[Start Given passage]

Monday, July 9, 2018

The amazing Maggie Balistreri talks about The EVASION-ENGLISH DICTIONARY, why we must say what we really mean, and how speech shapes politics--and more, more, more.



 
The very cool book with a tiny inset of Maggie

Maggie Balistreri
Here is a better portrait of the artist as unbelievably cool


Maggie Balistreri is a namer, taxonomist, and extraordinary author of THE EVASION-ENGLISH DICTIONARY. Hey folks, it's a must-have for these difficult times. So buy several copies and give to everyone you know. I did.

Thank you, Maggie.

I almost always ask people what was the why now moment for writing a book, but it seems like you have timed this one perfectly. Care to talk about this?

I wanted the book published before books are banned.


Tell us about what you call “evasion English.”

Evasive English = “I say this but I mean that” or “I say this because I mean that.” It’s the difference between my speech bubble and my thought bubble. I identify terms that help us avoid the intimacy of a direct statement; or words that, like icebergs, have unspoken depths of meaning.

Another way to think of the term “Evasion-English” is through its anagrams, which range from identification to interpretation:

      heaviness lingo
      gosh, insane evil
      asshole veining
      legion vanishes
and
      eases living, hon




Phrases that “lead to what we really mean” is also revolutionary, and a great way to decode politicians, I think. Should we be speaking up more about this when we encounter it? I wish we all would.

Some evasions intend to spare someone else’s feelings. Other evasions are revolting manipulations. Some of the book is descriptive, and some is prescriptive according to my whim and fancy. It’s really choose-your-own-adventure when it comes to speaking up or modifying your own speech. I’m fascinated to hear which words annoy you.

I don’t take my own advice. The whole “I don’t know = no” entry (“They want to stay here with us? for the week? Huh. I don’t know”) was me Thursday. Sometimes I speak up and sometimes I fuck up.

Jason Bateman was in a movie with Katharine Hepburn in the 90s. Yup. Anyway here’s how he described her: “She only wore white Reebok high-tops, so for a dress-up scene, she’d just pull black socks over them. That’s what she was like. She hit ‘Fuck it’ a long time before I met her.”

[End Given passage]

▸ Objectives:
(a) Repeat the part of the Maggie Balistreri interview from "Some evasions intend" up to and including "sometimes I fuck up.".
(b) In the Maggie Balistreri interview, what does Jason Bateman say Katharine Hepburn wore on her feet?
The material that follows comes from a separate source.

[Start Data provided]

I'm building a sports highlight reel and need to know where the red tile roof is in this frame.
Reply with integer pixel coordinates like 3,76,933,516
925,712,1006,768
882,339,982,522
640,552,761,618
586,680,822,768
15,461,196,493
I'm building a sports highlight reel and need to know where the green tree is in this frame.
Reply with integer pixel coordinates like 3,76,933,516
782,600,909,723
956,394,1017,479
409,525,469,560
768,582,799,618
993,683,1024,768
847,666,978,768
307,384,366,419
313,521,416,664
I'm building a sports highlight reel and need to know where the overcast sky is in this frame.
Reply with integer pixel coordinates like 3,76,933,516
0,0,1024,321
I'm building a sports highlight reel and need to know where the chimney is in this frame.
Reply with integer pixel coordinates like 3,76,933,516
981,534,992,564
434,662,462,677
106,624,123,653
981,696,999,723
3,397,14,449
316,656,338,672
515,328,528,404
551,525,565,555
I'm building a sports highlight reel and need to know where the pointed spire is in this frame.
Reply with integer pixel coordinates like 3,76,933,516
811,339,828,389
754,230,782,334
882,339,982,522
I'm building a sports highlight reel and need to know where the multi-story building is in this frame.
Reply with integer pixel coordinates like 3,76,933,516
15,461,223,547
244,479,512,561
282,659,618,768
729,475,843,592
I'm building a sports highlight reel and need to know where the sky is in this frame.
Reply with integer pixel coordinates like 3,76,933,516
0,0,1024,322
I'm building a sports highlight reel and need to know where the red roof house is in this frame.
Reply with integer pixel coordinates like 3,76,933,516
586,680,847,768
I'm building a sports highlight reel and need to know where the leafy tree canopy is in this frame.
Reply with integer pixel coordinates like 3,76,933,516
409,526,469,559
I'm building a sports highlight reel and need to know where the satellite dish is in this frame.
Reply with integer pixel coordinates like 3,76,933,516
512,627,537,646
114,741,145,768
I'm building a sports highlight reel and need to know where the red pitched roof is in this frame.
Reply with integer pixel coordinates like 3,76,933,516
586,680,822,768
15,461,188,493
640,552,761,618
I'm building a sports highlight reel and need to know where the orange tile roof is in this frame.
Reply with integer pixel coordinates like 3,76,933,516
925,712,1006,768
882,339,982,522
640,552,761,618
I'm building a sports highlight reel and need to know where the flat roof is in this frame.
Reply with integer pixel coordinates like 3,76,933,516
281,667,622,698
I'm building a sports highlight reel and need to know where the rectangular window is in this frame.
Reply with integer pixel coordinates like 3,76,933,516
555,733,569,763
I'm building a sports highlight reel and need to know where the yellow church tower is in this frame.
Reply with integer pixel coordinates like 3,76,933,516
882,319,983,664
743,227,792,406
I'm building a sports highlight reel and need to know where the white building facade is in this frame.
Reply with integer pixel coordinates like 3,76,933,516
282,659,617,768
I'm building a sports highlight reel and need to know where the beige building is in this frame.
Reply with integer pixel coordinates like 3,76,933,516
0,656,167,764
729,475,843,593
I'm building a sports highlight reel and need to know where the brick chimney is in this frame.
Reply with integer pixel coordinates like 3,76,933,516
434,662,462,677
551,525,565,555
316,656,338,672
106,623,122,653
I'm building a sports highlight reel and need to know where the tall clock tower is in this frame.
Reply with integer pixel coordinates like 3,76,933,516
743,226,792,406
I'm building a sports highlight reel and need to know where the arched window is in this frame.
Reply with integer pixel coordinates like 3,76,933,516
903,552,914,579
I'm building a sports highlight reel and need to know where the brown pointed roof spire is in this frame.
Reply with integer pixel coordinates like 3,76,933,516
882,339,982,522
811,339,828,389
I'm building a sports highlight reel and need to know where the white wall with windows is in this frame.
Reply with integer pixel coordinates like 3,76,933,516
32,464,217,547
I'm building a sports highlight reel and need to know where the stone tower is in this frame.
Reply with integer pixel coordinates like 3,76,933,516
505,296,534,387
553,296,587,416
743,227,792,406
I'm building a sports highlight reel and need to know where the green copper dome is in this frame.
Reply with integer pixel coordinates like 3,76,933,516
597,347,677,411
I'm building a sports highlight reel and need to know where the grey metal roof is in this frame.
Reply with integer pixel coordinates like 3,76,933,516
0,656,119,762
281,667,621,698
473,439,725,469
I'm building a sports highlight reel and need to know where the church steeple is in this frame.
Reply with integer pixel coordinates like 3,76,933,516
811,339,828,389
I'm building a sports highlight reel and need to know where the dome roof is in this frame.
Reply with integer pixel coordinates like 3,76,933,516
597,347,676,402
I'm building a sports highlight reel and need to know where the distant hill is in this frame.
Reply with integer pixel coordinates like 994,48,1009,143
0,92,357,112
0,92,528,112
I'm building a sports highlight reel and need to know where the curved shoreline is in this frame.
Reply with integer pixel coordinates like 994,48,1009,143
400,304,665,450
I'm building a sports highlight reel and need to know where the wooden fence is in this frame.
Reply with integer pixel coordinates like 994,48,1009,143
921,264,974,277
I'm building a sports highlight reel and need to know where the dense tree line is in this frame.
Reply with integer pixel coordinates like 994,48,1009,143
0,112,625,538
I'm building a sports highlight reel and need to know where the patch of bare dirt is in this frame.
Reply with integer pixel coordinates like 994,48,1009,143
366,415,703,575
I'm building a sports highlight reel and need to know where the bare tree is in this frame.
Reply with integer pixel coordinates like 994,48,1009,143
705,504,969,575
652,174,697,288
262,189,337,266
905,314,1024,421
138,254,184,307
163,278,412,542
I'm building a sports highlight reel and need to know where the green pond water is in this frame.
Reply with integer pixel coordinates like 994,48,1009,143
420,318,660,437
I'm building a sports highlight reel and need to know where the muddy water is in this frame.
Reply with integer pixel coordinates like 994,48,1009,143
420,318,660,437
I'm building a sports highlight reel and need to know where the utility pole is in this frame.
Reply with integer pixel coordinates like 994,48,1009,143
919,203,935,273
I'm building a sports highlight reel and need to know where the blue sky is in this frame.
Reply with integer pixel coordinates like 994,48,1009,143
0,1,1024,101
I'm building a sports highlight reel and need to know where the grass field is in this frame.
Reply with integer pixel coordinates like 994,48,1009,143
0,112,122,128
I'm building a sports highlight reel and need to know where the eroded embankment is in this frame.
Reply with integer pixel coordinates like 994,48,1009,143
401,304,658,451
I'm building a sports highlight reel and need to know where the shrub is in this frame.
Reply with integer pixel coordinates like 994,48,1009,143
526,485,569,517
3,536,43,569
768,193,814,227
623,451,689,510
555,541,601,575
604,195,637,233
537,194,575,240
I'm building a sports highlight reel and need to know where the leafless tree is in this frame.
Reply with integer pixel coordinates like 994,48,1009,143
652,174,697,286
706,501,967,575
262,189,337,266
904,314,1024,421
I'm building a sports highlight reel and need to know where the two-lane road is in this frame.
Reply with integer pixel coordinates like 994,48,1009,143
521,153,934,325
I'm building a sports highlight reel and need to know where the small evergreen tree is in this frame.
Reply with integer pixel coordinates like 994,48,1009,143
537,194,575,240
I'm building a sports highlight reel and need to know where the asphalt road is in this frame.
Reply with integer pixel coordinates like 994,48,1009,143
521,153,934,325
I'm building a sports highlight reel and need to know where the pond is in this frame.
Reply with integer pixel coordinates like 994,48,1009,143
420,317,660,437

[End Data provided]

▸ Results of the exercise:
(a)
Some evasions intend to spare someone else’s feelings. Other evasions are revolting manipulations. Some of the book is descriptive, and some is prescriptive according to my whim and fancy. It’s really choose-your-own-adventure when it comes to speaking up or modifying your own speech. I’m fascinated to hear which words annoy you.

I don’t take my own advice. The whole “I don’t know = no” entry (“They want to stay here with us? for the week? Huh. I don’t know”) was me Thursday. Sometimes I speak up and sometimes I fuck up.

(b) White Reebok high-tops.